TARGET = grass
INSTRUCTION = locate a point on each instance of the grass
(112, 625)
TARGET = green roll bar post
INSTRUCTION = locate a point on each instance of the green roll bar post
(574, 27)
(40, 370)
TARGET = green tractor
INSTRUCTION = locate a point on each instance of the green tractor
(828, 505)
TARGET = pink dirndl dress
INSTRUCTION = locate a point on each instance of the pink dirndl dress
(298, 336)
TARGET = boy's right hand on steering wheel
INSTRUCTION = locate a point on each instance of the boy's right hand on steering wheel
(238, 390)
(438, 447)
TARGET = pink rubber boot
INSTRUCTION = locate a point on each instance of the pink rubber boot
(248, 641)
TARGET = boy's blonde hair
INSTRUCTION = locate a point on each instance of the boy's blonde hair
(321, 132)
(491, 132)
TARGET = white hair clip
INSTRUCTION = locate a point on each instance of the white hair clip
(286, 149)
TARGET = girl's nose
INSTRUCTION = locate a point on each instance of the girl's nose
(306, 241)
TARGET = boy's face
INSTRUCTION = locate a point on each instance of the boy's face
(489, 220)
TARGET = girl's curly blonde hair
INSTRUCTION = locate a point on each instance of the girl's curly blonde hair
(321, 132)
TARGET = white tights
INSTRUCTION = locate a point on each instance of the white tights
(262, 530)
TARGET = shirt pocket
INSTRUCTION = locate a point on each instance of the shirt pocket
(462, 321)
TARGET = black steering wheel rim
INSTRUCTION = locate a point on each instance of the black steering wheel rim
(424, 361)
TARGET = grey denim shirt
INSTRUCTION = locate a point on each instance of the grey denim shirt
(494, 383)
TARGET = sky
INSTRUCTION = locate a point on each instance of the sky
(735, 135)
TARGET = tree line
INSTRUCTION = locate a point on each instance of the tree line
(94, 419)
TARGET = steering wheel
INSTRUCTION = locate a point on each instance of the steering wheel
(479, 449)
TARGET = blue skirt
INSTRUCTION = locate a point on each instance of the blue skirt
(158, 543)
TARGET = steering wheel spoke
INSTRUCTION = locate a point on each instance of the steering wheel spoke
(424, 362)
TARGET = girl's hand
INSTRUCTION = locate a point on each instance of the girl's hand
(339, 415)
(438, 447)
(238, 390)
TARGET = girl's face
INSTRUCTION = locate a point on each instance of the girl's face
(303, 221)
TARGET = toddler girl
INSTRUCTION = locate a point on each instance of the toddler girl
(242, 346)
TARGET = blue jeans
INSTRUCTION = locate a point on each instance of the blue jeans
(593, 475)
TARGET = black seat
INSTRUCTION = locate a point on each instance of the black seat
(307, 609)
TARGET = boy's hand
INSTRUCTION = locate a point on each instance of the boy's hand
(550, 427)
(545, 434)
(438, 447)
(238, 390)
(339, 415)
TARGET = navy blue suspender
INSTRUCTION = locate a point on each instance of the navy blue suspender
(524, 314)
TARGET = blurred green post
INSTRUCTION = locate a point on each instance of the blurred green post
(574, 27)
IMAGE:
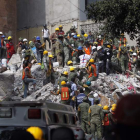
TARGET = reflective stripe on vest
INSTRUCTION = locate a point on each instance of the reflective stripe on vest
(93, 71)
(64, 93)
(106, 120)
(87, 50)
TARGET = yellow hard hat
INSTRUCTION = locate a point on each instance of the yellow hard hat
(56, 29)
(9, 37)
(45, 52)
(36, 132)
(69, 62)
(30, 42)
(85, 35)
(114, 105)
(105, 107)
(60, 26)
(72, 69)
(63, 83)
(50, 56)
(113, 109)
(91, 60)
(65, 73)
(96, 43)
(78, 35)
(109, 46)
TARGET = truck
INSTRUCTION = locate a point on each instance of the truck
(46, 115)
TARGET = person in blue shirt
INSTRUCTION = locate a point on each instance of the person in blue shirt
(80, 96)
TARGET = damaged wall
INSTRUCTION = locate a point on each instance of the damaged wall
(8, 18)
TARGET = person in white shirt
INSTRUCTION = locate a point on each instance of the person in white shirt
(46, 35)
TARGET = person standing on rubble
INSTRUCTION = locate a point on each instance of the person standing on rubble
(95, 119)
(19, 47)
(92, 75)
(124, 57)
(54, 38)
(108, 55)
(64, 77)
(82, 115)
(60, 50)
(65, 93)
(50, 75)
(40, 49)
(61, 32)
(28, 78)
(10, 48)
(46, 34)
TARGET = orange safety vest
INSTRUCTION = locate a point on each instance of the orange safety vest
(87, 50)
(106, 120)
(124, 39)
(73, 52)
(93, 71)
(23, 74)
(65, 94)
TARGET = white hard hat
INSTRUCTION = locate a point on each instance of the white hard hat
(134, 54)
(99, 47)
(95, 95)
(25, 40)
(72, 34)
(94, 47)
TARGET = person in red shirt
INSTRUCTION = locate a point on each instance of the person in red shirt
(61, 32)
(10, 48)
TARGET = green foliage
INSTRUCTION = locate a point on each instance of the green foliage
(119, 16)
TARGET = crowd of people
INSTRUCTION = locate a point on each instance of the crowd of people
(93, 55)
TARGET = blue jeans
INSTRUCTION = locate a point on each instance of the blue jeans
(26, 84)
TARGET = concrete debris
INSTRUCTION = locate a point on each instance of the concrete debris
(110, 87)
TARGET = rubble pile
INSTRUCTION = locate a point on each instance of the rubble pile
(110, 88)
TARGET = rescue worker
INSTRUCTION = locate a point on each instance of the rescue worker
(92, 75)
(90, 37)
(50, 74)
(54, 38)
(83, 117)
(70, 63)
(45, 61)
(87, 48)
(32, 44)
(3, 44)
(80, 96)
(134, 62)
(95, 119)
(40, 49)
(36, 132)
(67, 48)
(72, 30)
(81, 42)
(64, 77)
(106, 123)
(19, 47)
(124, 57)
(65, 93)
(108, 55)
(85, 37)
(123, 40)
(46, 35)
(76, 54)
(61, 32)
(10, 48)
(27, 78)
(60, 50)
(72, 74)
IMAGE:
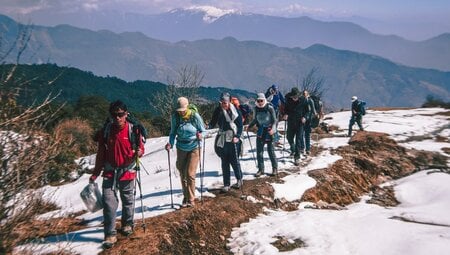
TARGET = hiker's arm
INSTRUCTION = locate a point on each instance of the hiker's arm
(172, 130)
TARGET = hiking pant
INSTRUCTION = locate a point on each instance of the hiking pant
(260, 154)
(230, 157)
(292, 131)
(299, 136)
(187, 163)
(111, 201)
(355, 118)
(305, 142)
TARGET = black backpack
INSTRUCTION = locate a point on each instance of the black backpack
(362, 107)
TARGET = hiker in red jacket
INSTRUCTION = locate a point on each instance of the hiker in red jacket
(119, 145)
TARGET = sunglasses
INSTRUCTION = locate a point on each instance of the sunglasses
(118, 114)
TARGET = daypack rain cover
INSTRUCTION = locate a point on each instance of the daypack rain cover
(92, 197)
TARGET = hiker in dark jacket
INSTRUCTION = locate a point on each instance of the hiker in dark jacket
(187, 126)
(116, 157)
(298, 112)
(356, 116)
(292, 101)
(264, 118)
(305, 143)
(229, 121)
(274, 96)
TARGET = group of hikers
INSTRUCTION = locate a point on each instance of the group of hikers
(121, 145)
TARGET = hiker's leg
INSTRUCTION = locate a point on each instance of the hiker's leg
(260, 153)
(193, 160)
(307, 128)
(110, 203)
(302, 138)
(359, 122)
(350, 125)
(290, 134)
(273, 159)
(126, 189)
(226, 164)
(235, 162)
(182, 165)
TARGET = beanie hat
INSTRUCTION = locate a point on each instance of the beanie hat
(182, 104)
(295, 92)
(225, 97)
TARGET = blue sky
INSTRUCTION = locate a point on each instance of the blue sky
(418, 18)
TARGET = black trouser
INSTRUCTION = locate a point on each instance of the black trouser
(230, 157)
(260, 153)
(292, 131)
(355, 118)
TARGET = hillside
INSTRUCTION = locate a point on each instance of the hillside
(248, 65)
(383, 189)
(73, 83)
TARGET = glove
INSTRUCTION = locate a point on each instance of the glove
(92, 178)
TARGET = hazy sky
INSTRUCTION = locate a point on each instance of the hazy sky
(420, 13)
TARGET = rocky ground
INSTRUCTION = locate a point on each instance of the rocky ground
(369, 160)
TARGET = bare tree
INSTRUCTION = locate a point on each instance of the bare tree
(313, 82)
(26, 149)
(186, 83)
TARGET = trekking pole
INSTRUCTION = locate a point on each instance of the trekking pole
(242, 176)
(140, 191)
(284, 138)
(251, 148)
(200, 162)
(202, 173)
(170, 178)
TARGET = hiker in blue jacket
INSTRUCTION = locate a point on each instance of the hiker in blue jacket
(227, 143)
(187, 127)
(264, 118)
(356, 116)
(276, 98)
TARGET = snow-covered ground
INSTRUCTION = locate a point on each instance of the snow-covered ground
(362, 229)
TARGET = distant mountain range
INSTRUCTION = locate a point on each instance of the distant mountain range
(201, 23)
(249, 65)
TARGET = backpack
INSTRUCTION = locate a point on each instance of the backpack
(193, 109)
(315, 120)
(135, 128)
(362, 107)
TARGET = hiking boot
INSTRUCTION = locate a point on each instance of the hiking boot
(237, 185)
(127, 230)
(225, 189)
(259, 173)
(109, 242)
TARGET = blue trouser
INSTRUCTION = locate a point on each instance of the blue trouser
(353, 119)
(230, 157)
(111, 201)
(260, 154)
(305, 142)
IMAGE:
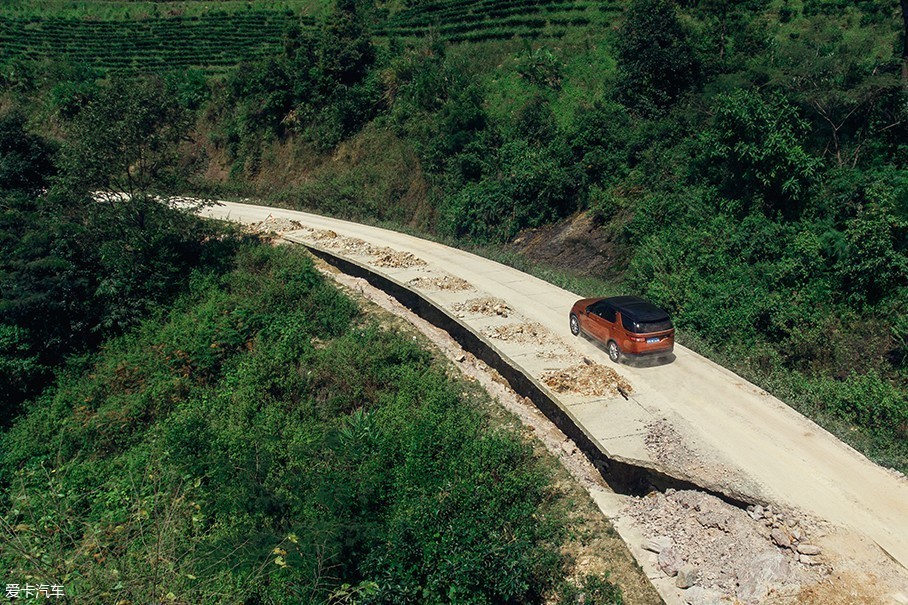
────────
__What is expected__: Report every line in the listing above that contains the word "wheel", copying each one in full.

__Response to the exercise__:
TARGET = boy's right hand on steering wheel
INSTRUCTION = locate a point on each instance of the boy's right hand on steering wheel
TARGET = black steering wheel rim
INSTRUCTION = locate a point on each instance of the black steering wheel rim
TARGET = steering wheel
INSTRUCTION = locate a point on each instance of the steering wheel
TARGET = steering wheel spoke
INSTRUCTION = locate a point on each instance of the steering wheel spoke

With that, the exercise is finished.